EXERCISE BRIEF: Count the lines in the items below that contain the string "face", where uppercase and lowercase letters are treated as different. Reply with the number alone.

***

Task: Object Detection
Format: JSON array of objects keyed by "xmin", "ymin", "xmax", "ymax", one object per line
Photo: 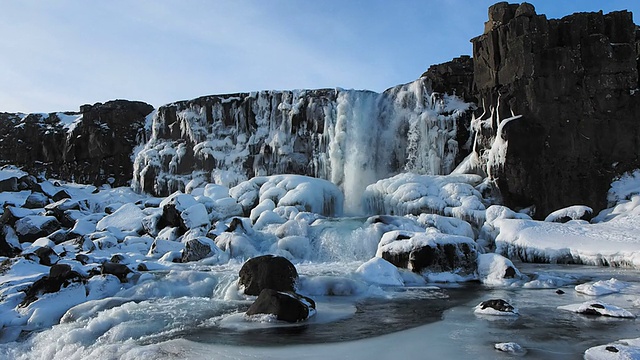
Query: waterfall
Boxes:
[{"xmin": 132, "ymin": 79, "xmax": 471, "ymax": 214}]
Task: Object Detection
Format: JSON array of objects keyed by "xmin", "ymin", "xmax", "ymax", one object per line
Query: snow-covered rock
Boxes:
[
  {"xmin": 230, "ymin": 175, "xmax": 344, "ymax": 217},
  {"xmin": 15, "ymin": 215, "xmax": 61, "ymax": 242},
  {"xmin": 363, "ymin": 173, "xmax": 485, "ymax": 222},
  {"xmin": 493, "ymin": 214, "xmax": 640, "ymax": 268},
  {"xmin": 478, "ymin": 253, "xmax": 523, "ymax": 285},
  {"xmin": 544, "ymin": 205, "xmax": 593, "ymax": 223},
  {"xmin": 96, "ymin": 203, "xmax": 146, "ymax": 232},
  {"xmin": 356, "ymin": 257, "xmax": 404, "ymax": 286},
  {"xmin": 376, "ymin": 228, "xmax": 477, "ymax": 279},
  {"xmin": 180, "ymin": 203, "xmax": 211, "ymax": 229}
]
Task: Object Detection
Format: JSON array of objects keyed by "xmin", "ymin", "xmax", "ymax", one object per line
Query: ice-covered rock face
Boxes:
[{"xmin": 133, "ymin": 79, "xmax": 471, "ymax": 212}]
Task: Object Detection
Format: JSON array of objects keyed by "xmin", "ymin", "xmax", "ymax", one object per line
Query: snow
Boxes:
[
  {"xmin": 544, "ymin": 205, "xmax": 593, "ymax": 222},
  {"xmin": 133, "ymin": 79, "xmax": 473, "ymax": 208},
  {"xmin": 478, "ymin": 253, "xmax": 524, "ymax": 286},
  {"xmin": 180, "ymin": 204, "xmax": 210, "ymax": 229},
  {"xmin": 0, "ymin": 165, "xmax": 29, "ymax": 181},
  {"xmin": 363, "ymin": 173, "xmax": 485, "ymax": 220},
  {"xmin": 493, "ymin": 215, "xmax": 640, "ymax": 268},
  {"xmin": 575, "ymin": 278, "xmax": 629, "ymax": 296},
  {"xmin": 356, "ymin": 257, "xmax": 404, "ymax": 286},
  {"xmin": 0, "ymin": 190, "xmax": 31, "ymax": 206},
  {"xmin": 229, "ymin": 175, "xmax": 344, "ymax": 216},
  {"xmin": 5, "ymin": 121, "xmax": 640, "ymax": 360},
  {"xmin": 96, "ymin": 203, "xmax": 146, "ymax": 232}
]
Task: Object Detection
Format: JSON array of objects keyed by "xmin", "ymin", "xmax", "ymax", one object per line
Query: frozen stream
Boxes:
[{"xmin": 0, "ymin": 262, "xmax": 640, "ymax": 360}]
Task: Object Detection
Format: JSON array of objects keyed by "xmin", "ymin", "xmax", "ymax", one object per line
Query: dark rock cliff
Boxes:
[
  {"xmin": 133, "ymin": 79, "xmax": 473, "ymax": 197},
  {"xmin": 464, "ymin": 3, "xmax": 640, "ymax": 217},
  {"xmin": 0, "ymin": 100, "xmax": 153, "ymax": 186}
]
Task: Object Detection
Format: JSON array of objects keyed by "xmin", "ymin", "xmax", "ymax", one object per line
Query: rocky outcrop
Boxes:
[
  {"xmin": 134, "ymin": 78, "xmax": 472, "ymax": 197},
  {"xmin": 472, "ymin": 3, "xmax": 640, "ymax": 219},
  {"xmin": 246, "ymin": 289, "xmax": 316, "ymax": 323},
  {"xmin": 0, "ymin": 100, "xmax": 153, "ymax": 186},
  {"xmin": 420, "ymin": 55, "xmax": 476, "ymax": 103},
  {"xmin": 376, "ymin": 229, "xmax": 478, "ymax": 279},
  {"xmin": 238, "ymin": 255, "xmax": 298, "ymax": 295}
]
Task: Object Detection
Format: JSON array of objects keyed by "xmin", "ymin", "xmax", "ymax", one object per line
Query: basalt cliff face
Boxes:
[
  {"xmin": 464, "ymin": 3, "xmax": 640, "ymax": 217},
  {"xmin": 0, "ymin": 2, "xmax": 640, "ymax": 218},
  {"xmin": 0, "ymin": 100, "xmax": 153, "ymax": 186},
  {"xmin": 133, "ymin": 78, "xmax": 474, "ymax": 210}
]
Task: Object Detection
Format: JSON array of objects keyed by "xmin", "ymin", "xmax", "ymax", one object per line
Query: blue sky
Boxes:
[{"xmin": 0, "ymin": 0, "xmax": 640, "ymax": 112}]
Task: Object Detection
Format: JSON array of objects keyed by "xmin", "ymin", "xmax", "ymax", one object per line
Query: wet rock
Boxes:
[
  {"xmin": 246, "ymin": 289, "xmax": 316, "ymax": 323},
  {"xmin": 15, "ymin": 215, "xmax": 61, "ymax": 243},
  {"xmin": 142, "ymin": 213, "xmax": 162, "ymax": 237},
  {"xmin": 75, "ymin": 254, "xmax": 91, "ymax": 265},
  {"xmin": 0, "ymin": 225, "xmax": 21, "ymax": 258},
  {"xmin": 51, "ymin": 190, "xmax": 71, "ymax": 201},
  {"xmin": 100, "ymin": 262, "xmax": 132, "ymax": 282},
  {"xmin": 0, "ymin": 205, "xmax": 34, "ymax": 226},
  {"xmin": 238, "ymin": 255, "xmax": 298, "ymax": 295},
  {"xmin": 180, "ymin": 237, "xmax": 218, "ymax": 263},
  {"xmin": 376, "ymin": 232, "xmax": 478, "ymax": 276},
  {"xmin": 33, "ymin": 246, "xmax": 60, "ymax": 266},
  {"xmin": 23, "ymin": 192, "xmax": 49, "ymax": 209},
  {"xmin": 20, "ymin": 264, "xmax": 86, "ymax": 307},
  {"xmin": 474, "ymin": 299, "xmax": 518, "ymax": 315}
]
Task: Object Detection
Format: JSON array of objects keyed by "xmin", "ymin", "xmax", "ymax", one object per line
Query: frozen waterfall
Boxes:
[{"xmin": 133, "ymin": 79, "xmax": 472, "ymax": 214}]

***

FINISHED EXERCISE: 2